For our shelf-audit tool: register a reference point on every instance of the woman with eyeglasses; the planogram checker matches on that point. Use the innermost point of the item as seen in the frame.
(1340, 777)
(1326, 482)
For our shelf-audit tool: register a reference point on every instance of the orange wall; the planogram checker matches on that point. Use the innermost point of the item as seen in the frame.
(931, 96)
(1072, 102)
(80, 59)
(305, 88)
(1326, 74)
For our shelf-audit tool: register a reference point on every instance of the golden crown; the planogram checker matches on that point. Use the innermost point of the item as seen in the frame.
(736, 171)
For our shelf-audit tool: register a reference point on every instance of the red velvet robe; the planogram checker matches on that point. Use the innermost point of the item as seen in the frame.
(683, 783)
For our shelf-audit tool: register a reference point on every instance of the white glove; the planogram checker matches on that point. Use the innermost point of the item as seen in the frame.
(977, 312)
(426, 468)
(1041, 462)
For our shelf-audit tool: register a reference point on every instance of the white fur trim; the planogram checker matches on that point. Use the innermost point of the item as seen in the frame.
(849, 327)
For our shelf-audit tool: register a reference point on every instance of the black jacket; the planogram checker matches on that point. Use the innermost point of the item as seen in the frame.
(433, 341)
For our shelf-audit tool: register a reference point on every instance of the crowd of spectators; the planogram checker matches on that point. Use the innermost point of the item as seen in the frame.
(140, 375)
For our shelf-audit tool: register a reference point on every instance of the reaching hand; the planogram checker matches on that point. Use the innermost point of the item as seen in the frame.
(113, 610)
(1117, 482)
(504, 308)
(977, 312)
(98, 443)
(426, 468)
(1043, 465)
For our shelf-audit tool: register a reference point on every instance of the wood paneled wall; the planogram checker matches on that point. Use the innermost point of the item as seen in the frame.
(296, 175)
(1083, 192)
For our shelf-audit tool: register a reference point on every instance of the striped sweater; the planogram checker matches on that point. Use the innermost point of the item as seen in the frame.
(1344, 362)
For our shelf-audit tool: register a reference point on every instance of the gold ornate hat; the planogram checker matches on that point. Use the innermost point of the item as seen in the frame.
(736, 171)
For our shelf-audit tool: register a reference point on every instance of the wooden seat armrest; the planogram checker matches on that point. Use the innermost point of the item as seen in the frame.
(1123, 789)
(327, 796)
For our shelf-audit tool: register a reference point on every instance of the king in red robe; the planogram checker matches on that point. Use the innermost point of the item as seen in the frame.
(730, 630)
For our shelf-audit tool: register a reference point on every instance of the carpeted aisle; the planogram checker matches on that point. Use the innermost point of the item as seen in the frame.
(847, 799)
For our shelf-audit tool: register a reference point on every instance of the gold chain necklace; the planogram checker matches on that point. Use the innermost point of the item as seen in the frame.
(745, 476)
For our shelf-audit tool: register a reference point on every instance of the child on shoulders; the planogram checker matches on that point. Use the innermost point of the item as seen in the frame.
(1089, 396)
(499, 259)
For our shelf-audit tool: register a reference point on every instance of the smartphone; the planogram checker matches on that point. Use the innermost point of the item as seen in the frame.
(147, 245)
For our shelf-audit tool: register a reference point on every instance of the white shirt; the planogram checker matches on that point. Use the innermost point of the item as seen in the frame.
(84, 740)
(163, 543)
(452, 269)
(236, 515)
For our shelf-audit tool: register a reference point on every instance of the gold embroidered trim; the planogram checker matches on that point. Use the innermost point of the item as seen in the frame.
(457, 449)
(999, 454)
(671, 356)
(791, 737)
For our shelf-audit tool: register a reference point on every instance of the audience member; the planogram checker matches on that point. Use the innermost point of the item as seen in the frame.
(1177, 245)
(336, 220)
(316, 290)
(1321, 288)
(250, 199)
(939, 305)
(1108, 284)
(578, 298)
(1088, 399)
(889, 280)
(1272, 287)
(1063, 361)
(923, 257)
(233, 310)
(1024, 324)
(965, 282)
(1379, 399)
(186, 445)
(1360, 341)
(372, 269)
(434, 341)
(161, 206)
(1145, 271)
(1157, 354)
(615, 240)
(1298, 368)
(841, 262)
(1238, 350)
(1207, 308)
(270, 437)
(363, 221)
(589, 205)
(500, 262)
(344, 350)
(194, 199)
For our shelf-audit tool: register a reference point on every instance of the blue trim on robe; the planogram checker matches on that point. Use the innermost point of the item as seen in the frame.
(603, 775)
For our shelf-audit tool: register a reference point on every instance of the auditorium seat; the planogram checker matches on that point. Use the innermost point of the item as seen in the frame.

--- Stated goal ---
Reproduce verbatim the lines of the data from the line containing "the gold chain" through the last line, both included.

--- Written answer ---
For our shelf-audit tool: register a reference point on every instance of the gold chain necklace; the planogram checker matches on that point. Use the innermost point of the item as seen in the frame.
(745, 476)
For our shelf-audit tool: register a reference point on every instance of the child on shoulders; the planogram checker matches on that point. Use the innermost point of the item as seen in the frame.
(1089, 396)
(499, 259)
For our shelf-audit tool: register a reference point on every instance of the smartphone; the planogram checker matches on that point. Use the innermost point of the item as seen in the frame.
(147, 245)
For our shelf-audit tool: register a reference point on every instance of the white shirt; the planogram checker matches on that point. Use the innermost point of the item as seen in the frame.
(84, 740)
(163, 543)
(452, 269)
(236, 515)
For our shelf-audit tool: register a reference point on every instance of the gold embroidered trim; the planogram checker matches on that point. Use the innermost point of the item as seen in the frame.
(457, 449)
(999, 454)
(671, 356)
(791, 737)
For our shelf-audit tool: register a reference point on every instance of the audience member; the planogram checker matches on that point. Use the innermost point of the item as seen in the frame.
(1177, 245)
(336, 220)
(316, 290)
(1321, 288)
(250, 199)
(939, 305)
(1108, 284)
(578, 298)
(1088, 399)
(889, 280)
(1272, 287)
(1063, 361)
(923, 257)
(233, 310)
(1024, 324)
(965, 282)
(1379, 399)
(186, 445)
(1360, 341)
(372, 269)
(434, 341)
(161, 206)
(1145, 271)
(1157, 354)
(615, 240)
(1298, 368)
(841, 262)
(1238, 350)
(1207, 308)
(270, 437)
(363, 221)
(589, 205)
(500, 262)
(344, 350)
(194, 199)
For our shelf-audit tool: register a reference point on every instance of the blue trim on robe; the planogram checker matches on that point. Use the innermost point of the item as seen in the frame.
(603, 775)
For our shelf-audit tool: register a reference point on every instance of the auditorium seat; the planogram checker matches on that point. Use the innermost point of the item as seen in the frame.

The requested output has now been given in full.